Einige Zeit nach
meiner Diagnose überreichte man mir einen Stapel Broschüren zum Thema MS. Ich
nahm sie mit, packte sie dann aber zuallerunterst in mein Regal. Eines Abends
fand ich, ich sollte den Mut aufbringen, mich den Realitäten zu stellen.
Ich nahm ein
kleines, weiß-blau eingebundenes Buch in die Hand und las die Einleitung.
Niemand könne den Verlauf dieser Erkrankung vorhersagen, stand dort. In manchen
Fällen würde die Krankheit nach einigen Jahren auch einfach verschwinden, ohne
dass man sich erklären könne, wieso.
Den Verlauf nehme
ich, dachte ich mir, klappte das Buch wieder zu und warf es, zusammen mit dem
Stapel an anderen Broschüren, in den Papierkorb.
Noch heute weiß ich
fast nichts über MS, nur das, was wohlmeinende Menschen mir im Laufe der Jahre
meinten erklären zu müssen. Mit dieser Methode bin ich sehr gut gefahren. Es
ist tatsächlich so, was ich nicht weiß, macht mich auch nicht heiß. Ich habe es
abgelehnt, mir über diese Dinge Gedanken zu machen. Also habe ich sie auch
nicht in mein Leben gezogen.
Noch lebhaft habe
ich ein sehr mysteriöses Gespräch mit einer Ärztin in Erinnerung, die mit mir
über meine nicht vorhandenen Blasenprobleme sprechen wollte. Sie erklärte mir
lang und in epischer Breite, dass 80 Prozent aller MS-Patienten daran litten.

# Gespeicherte Dateneinträge:
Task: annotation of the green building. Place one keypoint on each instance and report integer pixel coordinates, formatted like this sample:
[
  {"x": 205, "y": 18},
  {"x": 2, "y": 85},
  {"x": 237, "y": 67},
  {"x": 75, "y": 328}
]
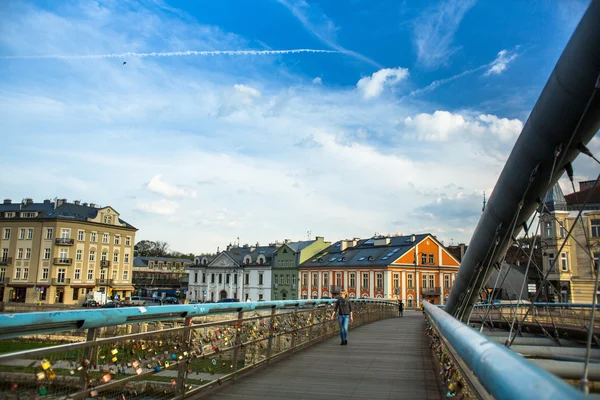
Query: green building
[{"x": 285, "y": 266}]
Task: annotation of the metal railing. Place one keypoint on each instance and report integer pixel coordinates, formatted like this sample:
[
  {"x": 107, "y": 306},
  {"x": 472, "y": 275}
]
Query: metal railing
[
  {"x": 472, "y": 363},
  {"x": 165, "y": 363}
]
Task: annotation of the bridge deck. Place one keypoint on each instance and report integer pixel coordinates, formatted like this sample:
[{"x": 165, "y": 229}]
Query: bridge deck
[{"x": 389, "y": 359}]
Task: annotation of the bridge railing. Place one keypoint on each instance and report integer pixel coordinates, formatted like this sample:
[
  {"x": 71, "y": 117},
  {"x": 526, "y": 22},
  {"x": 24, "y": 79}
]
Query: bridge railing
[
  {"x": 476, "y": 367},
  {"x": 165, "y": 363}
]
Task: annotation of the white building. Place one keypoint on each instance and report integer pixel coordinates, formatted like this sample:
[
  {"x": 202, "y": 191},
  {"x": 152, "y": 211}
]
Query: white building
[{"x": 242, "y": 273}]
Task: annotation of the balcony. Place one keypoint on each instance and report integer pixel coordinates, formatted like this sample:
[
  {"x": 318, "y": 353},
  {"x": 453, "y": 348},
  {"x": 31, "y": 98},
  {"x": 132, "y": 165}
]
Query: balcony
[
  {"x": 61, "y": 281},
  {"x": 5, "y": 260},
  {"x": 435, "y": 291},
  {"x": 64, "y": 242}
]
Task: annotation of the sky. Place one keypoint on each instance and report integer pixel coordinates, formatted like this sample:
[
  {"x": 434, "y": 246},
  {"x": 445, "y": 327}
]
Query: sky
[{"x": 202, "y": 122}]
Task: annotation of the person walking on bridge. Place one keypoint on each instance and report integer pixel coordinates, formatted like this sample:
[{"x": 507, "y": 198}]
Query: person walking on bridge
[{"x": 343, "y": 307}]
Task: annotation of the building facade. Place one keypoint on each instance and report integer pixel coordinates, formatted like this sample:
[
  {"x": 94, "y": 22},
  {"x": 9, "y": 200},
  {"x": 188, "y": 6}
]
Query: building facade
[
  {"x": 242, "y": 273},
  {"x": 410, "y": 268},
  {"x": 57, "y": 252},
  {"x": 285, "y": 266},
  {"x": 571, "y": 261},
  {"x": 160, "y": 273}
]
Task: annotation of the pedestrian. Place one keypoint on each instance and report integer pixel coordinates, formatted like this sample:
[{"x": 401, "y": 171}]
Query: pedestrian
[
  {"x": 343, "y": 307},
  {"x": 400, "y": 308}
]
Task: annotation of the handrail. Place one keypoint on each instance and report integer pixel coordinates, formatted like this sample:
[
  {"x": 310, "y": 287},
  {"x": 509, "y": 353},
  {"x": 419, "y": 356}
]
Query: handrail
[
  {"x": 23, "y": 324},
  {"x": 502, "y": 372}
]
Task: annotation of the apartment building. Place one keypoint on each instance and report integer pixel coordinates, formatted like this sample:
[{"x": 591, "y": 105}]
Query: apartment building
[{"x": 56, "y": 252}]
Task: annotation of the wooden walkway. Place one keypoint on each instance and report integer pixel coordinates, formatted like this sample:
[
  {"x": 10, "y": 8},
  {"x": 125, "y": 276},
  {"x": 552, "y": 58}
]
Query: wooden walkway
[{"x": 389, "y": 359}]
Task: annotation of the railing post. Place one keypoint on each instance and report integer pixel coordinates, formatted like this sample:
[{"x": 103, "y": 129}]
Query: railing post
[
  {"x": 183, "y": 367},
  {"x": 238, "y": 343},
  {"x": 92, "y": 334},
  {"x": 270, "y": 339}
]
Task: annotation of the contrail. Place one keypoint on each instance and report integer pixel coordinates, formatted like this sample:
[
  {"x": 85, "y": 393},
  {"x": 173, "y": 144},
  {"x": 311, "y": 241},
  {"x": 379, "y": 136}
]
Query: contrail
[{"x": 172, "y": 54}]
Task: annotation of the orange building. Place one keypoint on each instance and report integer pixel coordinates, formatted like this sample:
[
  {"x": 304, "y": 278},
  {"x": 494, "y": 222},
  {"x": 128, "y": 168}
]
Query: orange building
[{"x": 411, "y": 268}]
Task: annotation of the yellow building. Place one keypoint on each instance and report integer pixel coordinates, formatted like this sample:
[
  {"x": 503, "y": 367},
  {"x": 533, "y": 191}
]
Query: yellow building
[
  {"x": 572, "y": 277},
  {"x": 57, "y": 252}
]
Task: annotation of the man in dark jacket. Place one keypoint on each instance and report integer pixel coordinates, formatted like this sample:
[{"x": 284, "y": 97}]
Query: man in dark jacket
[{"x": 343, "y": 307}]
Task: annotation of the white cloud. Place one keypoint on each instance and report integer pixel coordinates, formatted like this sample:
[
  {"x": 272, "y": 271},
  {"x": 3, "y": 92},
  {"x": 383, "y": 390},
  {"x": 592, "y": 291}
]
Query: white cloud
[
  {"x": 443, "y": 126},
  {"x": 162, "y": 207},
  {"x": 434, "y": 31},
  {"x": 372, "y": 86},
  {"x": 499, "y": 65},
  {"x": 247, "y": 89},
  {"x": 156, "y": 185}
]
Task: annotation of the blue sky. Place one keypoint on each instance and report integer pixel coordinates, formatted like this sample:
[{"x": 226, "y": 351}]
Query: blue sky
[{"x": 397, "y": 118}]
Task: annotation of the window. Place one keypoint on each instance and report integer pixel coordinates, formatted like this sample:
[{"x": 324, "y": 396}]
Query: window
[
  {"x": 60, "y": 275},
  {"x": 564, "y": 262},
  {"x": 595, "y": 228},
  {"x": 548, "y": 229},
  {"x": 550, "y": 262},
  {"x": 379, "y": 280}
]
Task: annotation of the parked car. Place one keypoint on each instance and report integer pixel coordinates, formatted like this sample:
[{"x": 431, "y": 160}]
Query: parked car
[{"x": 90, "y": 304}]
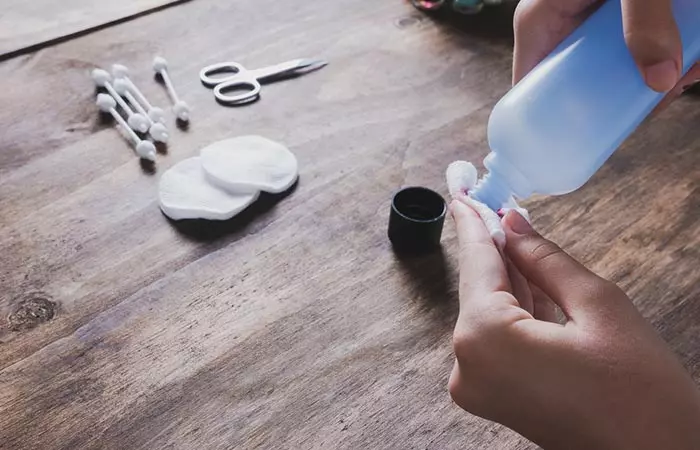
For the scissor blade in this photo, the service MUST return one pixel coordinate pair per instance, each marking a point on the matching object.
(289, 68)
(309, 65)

--

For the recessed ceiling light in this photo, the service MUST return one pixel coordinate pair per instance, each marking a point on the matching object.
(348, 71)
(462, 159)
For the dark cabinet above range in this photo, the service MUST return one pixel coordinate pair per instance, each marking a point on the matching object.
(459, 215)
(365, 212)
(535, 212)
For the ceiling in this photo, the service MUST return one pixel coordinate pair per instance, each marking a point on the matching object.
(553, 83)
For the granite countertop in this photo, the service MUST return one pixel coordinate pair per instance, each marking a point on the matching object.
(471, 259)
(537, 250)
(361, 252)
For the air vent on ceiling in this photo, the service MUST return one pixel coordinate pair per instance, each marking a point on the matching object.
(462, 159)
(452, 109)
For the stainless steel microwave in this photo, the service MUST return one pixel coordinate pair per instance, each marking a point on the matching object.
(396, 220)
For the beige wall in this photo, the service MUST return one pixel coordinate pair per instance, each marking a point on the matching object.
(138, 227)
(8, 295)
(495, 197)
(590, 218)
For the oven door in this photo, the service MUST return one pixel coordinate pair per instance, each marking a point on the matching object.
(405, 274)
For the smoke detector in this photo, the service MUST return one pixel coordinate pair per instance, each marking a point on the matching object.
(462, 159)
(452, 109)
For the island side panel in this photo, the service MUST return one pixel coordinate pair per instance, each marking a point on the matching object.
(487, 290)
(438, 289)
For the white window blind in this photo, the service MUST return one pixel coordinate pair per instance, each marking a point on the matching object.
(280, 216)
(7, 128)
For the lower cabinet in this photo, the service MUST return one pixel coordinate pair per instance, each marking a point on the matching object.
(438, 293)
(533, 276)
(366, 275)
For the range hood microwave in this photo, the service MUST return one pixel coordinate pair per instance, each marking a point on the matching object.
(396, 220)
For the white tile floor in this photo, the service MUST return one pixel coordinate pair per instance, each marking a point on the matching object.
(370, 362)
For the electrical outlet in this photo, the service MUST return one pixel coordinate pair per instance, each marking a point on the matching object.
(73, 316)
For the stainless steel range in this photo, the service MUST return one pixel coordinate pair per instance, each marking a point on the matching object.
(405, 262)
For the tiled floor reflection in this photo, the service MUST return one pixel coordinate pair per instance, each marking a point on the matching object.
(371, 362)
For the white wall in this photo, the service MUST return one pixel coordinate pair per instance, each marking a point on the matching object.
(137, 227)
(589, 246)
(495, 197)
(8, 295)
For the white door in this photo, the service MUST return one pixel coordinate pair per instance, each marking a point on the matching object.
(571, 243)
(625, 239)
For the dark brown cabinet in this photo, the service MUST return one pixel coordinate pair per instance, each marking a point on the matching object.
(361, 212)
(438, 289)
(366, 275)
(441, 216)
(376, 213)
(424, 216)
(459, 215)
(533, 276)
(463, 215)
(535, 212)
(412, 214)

# DEINE AUFGABE:
Gib den Text über den Umgang mit der MS-Diagnose vollständig und Wort für Wort aus.

# SCHRIFTLICHE ANTWORT:
Einige Zeit nach
meiner Diagnose überreichte man mir einen Stapel Broschüren zum Thema MS. Ich
nahm sie mit, packte sie dann aber zuallerunterst in mein Regal. Eines Abends
fand ich, ich sollte den Mut aufbringen, mich den Realitäten zu stellen.
Ich nahm ein
kleines, weiß-blau eingebundenes Buch in die Hand und las die Einleitung.
Niemand könne den Verlauf dieser Erkrankung vorhersagen, stand dort. In manchen
Fällen würde die Krankheit nach einigen Jahren auch einfach verschwinden, ohne
dass man sich erklären könne, wieso.
Den Verlauf nehme
ich, dachte ich mir, klappte das Buch wieder zu und warf es, zusammen mit dem
Stapel an anderen Broschüren, in den Papierkorb.
Noch heute weiß ich
fast nichts über MS, nur das, was wohlmeinende Menschen mir im Laufe der Jahre
meinten erklären zu müssen. Mit dieser Methode bin ich sehr gut gefahren. Es
ist tatsächlich so, was ich nicht weiß, macht mich auch nicht heiß. Ich habe es
abgelehnt, mir über diese Dinge Gedanken zu machen. Also habe ich sie auch
nicht in mein Leben gezogen.
Noch lebhaft habe
ich ein sehr mysteriöses Gespräch mit einer Ärztin in Erinnerung, die mit mir
über meine nicht vorhandenen Blasenprobleme sprechen wollte. Sie erklärte mir
lang und in epischer Breite, dass 80 Prozent aller MS-Patienten daran litten.